Transcribe the records below exactly.

▶ [THE INPUT]
──────
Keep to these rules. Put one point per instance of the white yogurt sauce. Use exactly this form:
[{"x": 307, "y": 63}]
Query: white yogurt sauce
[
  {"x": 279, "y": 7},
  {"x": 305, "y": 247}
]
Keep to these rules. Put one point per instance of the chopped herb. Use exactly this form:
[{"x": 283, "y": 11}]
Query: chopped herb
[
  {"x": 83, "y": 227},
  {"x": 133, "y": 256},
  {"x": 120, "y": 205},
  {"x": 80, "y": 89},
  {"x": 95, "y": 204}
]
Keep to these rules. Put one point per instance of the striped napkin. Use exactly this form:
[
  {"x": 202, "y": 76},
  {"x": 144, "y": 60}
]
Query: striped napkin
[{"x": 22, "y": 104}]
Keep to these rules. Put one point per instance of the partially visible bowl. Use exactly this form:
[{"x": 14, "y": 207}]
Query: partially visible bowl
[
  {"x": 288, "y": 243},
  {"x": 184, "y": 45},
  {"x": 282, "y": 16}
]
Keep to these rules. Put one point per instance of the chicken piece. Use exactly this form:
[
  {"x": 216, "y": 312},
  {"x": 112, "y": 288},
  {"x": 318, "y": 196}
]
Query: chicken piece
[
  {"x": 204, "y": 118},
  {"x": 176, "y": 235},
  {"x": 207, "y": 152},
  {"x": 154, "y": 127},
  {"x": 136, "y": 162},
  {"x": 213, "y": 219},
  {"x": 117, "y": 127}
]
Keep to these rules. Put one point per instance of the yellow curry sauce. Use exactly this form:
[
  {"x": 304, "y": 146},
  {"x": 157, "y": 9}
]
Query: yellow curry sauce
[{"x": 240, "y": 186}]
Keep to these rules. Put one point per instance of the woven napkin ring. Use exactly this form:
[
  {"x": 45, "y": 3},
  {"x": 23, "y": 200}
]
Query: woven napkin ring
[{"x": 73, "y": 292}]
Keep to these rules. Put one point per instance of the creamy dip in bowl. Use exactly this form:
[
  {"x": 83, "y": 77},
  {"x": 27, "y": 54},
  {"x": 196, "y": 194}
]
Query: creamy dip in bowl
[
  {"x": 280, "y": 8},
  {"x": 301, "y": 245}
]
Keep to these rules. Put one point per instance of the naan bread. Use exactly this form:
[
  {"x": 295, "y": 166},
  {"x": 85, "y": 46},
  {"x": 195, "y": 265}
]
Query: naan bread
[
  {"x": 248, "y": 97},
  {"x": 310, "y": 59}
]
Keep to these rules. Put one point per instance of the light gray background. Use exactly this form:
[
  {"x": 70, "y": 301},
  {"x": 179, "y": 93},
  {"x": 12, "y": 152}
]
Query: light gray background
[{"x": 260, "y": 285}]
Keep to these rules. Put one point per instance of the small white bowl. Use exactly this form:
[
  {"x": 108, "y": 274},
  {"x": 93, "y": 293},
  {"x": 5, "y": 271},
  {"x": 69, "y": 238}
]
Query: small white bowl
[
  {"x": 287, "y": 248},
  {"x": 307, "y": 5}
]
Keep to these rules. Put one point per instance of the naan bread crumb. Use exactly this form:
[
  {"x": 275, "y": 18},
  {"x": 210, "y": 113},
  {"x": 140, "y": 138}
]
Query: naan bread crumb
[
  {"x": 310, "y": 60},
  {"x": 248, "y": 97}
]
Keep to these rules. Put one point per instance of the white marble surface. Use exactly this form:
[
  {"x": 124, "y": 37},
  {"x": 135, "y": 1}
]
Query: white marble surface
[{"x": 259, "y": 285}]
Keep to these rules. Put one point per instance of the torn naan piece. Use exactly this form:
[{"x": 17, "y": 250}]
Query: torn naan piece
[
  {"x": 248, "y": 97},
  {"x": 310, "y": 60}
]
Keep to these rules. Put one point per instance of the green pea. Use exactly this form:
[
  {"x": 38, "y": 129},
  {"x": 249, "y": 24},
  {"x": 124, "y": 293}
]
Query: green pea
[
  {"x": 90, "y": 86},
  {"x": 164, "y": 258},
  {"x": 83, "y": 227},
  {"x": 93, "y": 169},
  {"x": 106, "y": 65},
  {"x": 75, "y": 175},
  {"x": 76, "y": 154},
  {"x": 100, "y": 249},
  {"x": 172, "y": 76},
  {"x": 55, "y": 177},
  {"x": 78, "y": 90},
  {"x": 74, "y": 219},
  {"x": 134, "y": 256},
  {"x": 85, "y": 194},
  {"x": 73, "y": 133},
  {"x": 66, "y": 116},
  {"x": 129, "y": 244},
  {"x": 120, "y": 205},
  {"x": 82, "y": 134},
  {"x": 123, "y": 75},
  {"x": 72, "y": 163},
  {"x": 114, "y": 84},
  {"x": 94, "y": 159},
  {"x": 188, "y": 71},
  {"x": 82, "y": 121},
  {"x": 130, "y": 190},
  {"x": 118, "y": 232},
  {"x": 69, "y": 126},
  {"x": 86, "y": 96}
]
──────
▶ [THE SOLUTION]
Keep to these rules. Put one point per instance of the white yogurt sauce. Use exactly this form:
[{"x": 307, "y": 63}]
Query: white yogurt sauce
[
  {"x": 279, "y": 7},
  {"x": 305, "y": 247}
]
Keep to these rules. Put one point per instance of the chopped herb. Use exactly this form:
[{"x": 283, "y": 11}]
Query: chopped herb
[
  {"x": 83, "y": 227},
  {"x": 133, "y": 256},
  {"x": 120, "y": 205},
  {"x": 80, "y": 89},
  {"x": 95, "y": 204}
]
Keep to these rules. Put one point per instance of the striped napkin. Use exactly this form:
[
  {"x": 202, "y": 76},
  {"x": 144, "y": 60}
]
Query: striped napkin
[{"x": 22, "y": 104}]
Keep to these rules. Put one point per instance of the partially visible bowl. Use exactly this form:
[{"x": 14, "y": 207}]
Query: partially visible bowl
[
  {"x": 288, "y": 243},
  {"x": 184, "y": 45},
  {"x": 282, "y": 16}
]
Keep to these rules. Put one point per instance of the chicken piece. Use exactly this form:
[
  {"x": 216, "y": 312},
  {"x": 112, "y": 288},
  {"x": 318, "y": 196}
]
Query: chicken piece
[
  {"x": 204, "y": 118},
  {"x": 176, "y": 235},
  {"x": 207, "y": 152},
  {"x": 154, "y": 127},
  {"x": 136, "y": 162},
  {"x": 213, "y": 219},
  {"x": 117, "y": 127}
]
Keep to these rules. Put one point per instance of the yellow curry sauce. Use exactly this form:
[
  {"x": 304, "y": 146},
  {"x": 157, "y": 9}
]
Query: yellow curry sauce
[{"x": 240, "y": 186}]
Keep to these rules. Put one point per instance of the woven napkin ring. Use exactly this form:
[
  {"x": 45, "y": 3},
  {"x": 23, "y": 200}
]
Query: woven napkin ring
[{"x": 73, "y": 292}]
Keep to these rules. Put one point per instance of the creamy dip in bowl. Use exactly this form:
[
  {"x": 83, "y": 77},
  {"x": 27, "y": 54},
  {"x": 196, "y": 194}
]
Query: creamy dip in bowl
[
  {"x": 280, "y": 8},
  {"x": 301, "y": 245}
]
Keep to these rules. Put one point per instance of the naan bread. Use exactly this form:
[
  {"x": 295, "y": 166},
  {"x": 85, "y": 46},
  {"x": 195, "y": 265}
]
Query: naan bread
[
  {"x": 248, "y": 97},
  {"x": 310, "y": 59}
]
Keep to these rules. Put one point per instance of the light gray background. Use exactly this form:
[
  {"x": 70, "y": 301},
  {"x": 179, "y": 93},
  {"x": 12, "y": 152}
]
Query: light gray background
[{"x": 260, "y": 285}]
Keep to these rules. Put one point per instance of the small white bowl. Use exactly this form:
[
  {"x": 108, "y": 274},
  {"x": 93, "y": 293},
  {"x": 5, "y": 271},
  {"x": 69, "y": 238}
]
Query: small white bowl
[
  {"x": 287, "y": 248},
  {"x": 307, "y": 5}
]
Keep to these rules. Put one point per instance of the naan bread crumb. Use exactly this form:
[
  {"x": 275, "y": 18},
  {"x": 210, "y": 113},
  {"x": 140, "y": 138}
]
Query: naan bread crumb
[
  {"x": 310, "y": 60},
  {"x": 248, "y": 97}
]
Keep to these rules. Put one point per instance of the white marble surface. Use exactly this form:
[
  {"x": 124, "y": 37},
  {"x": 135, "y": 1}
]
Query: white marble surface
[{"x": 259, "y": 285}]
Keep to these rules. Put one point per instance of the torn naan piece. Use exactly this form:
[{"x": 17, "y": 250}]
Query: torn naan piece
[
  {"x": 248, "y": 97},
  {"x": 310, "y": 60}
]
Keep to these rules. Put one point per instance of the green pea. Use exactly this form:
[
  {"x": 38, "y": 129},
  {"x": 249, "y": 24},
  {"x": 124, "y": 293}
]
Query: green pea
[
  {"x": 90, "y": 86},
  {"x": 164, "y": 258},
  {"x": 83, "y": 227},
  {"x": 93, "y": 169},
  {"x": 106, "y": 65},
  {"x": 75, "y": 175},
  {"x": 76, "y": 154},
  {"x": 100, "y": 249},
  {"x": 172, "y": 76},
  {"x": 55, "y": 177},
  {"x": 78, "y": 90},
  {"x": 74, "y": 219},
  {"x": 134, "y": 256},
  {"x": 85, "y": 194},
  {"x": 73, "y": 133},
  {"x": 66, "y": 116},
  {"x": 129, "y": 244},
  {"x": 120, "y": 205},
  {"x": 82, "y": 134},
  {"x": 123, "y": 75},
  {"x": 72, "y": 163},
  {"x": 114, "y": 84},
  {"x": 94, "y": 159},
  {"x": 188, "y": 71},
  {"x": 82, "y": 121},
  {"x": 130, "y": 190},
  {"x": 118, "y": 232},
  {"x": 69, "y": 126},
  {"x": 86, "y": 96}
]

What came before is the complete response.